## Selected text
.....
Brent Crude Crash: How will it affect the Aluminium Industry?
Brent Crude recovers slightly from history lows
As the price of oil drops a huge 5.2% today alone (20th April 2020), after regaining some of the lost ground from the weeks before, it begs the question – even with APEC’s intervention – what will happen to oil prices in the weeks to come?
- Will we see these historic low prices passed onto the consumer?
- Will the reduction in cost result in an increase in oil consumption?
- Will the price of oil climb once demand rebounds after most countries around the globe come out of their lockdowns?
All off these are important questions to ask, but from our point of view, we see the imploding price of oil – especially Stateside – being a major concern for Aluminium as a whole.
Well, it’s quite simple. A lot of consumers directly or indirectly use oil. A lot of by-products of the oil industry feed smelters, which create steel, iron, copper or in our case – Aluminum. Petcoke comes directly from the oil industry (petroleum coke), which is used to manufacture electrolytic anode. These anodes are used in the smelters, to create alumina.
.....
## Referring expression data
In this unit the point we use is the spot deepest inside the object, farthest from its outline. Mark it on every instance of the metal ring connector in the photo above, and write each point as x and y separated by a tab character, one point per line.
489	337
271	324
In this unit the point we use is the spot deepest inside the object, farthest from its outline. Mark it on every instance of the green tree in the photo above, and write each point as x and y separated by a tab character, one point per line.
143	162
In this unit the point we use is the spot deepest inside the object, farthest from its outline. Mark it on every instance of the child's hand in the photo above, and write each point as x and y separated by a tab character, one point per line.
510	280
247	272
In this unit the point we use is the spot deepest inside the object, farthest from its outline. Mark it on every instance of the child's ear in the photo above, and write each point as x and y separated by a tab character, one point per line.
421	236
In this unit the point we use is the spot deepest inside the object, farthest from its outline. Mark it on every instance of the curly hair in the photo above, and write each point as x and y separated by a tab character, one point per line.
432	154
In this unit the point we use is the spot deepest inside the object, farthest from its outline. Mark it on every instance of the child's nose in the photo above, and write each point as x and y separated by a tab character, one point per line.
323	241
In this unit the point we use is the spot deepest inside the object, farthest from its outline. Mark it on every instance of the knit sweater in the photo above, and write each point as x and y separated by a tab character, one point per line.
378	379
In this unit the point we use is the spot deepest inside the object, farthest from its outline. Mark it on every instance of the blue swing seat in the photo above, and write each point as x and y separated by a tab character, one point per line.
.....
## List of tasks
a – According to the Brent crude article, what is petcoke used to manufacture?
b – Reproduce word for word the stretch of the Brent crude article from "Well, it’s quite" through "to create alumina.".

## Expected outputs
a – Electrolytic anode.

b –
Well, it’s quite simple. A lot of consumers directly or indirectly use oil. A lot of by-products of the oil industry feed smelters, which create steel, iron, copper or in our case – Aluminum. Petcoke comes directly from the oil industry (petroleum coke), which is used to manufacture electrolytic anode. These anodes are used in the smelters, to create alumina.